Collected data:
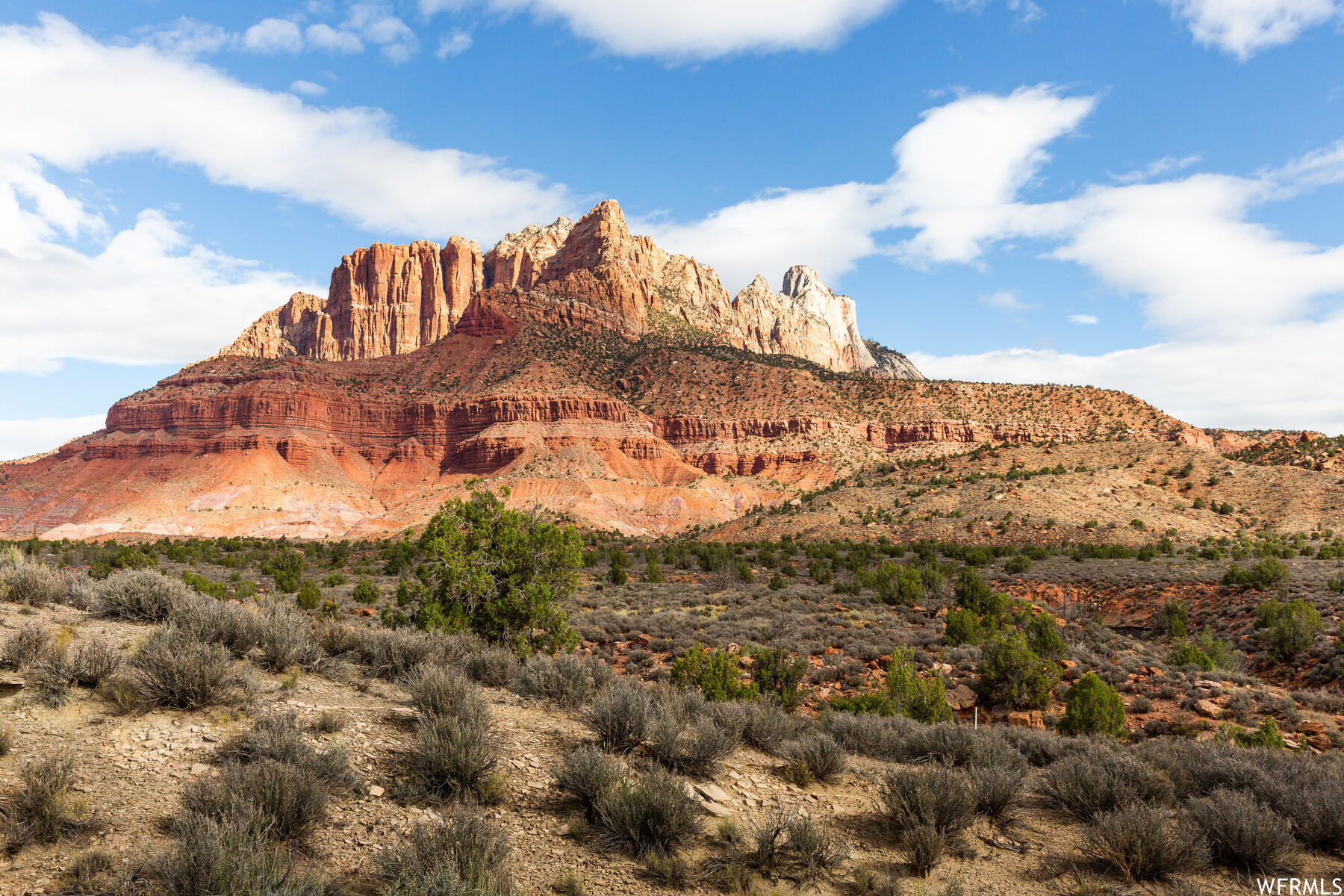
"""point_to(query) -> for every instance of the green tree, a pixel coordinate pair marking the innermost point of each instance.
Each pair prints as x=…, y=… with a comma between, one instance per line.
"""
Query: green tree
x=1043, y=635
x=309, y=595
x=1290, y=626
x=504, y=574
x=776, y=672
x=366, y=591
x=962, y=628
x=1093, y=707
x=897, y=583
x=1265, y=574
x=1012, y=673
x=924, y=699
x=717, y=673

* _WHAT YOU NEED TO DO_
Output every line of the rows above as a Markdown table with the columns "No." and "Line text", skipping blank lines and omitting the pictures.

* _EXERCISE SOLUTION_
| No. | Line text |
|---|---|
| 1 | """point_to(query) -> for every instance of the green tree, a pixel coordinate pair marking the innermost point of each instance. |
| 2 | Each pair prints as x=…, y=… with a comma between, one instance per line. |
| 3 | """ |
| 4 | Query: green tree |
| 5 | x=1043, y=635 |
| 6 | x=309, y=595 |
| 7 | x=1290, y=626 |
| 8 | x=504, y=574 |
| 9 | x=776, y=672 |
| 10 | x=366, y=591 |
| 11 | x=962, y=628 |
| 12 | x=1093, y=707 |
| 13 | x=897, y=583 |
| 14 | x=1265, y=574 |
| 15 | x=1012, y=673 |
| 16 | x=924, y=699 |
| 17 | x=717, y=673 |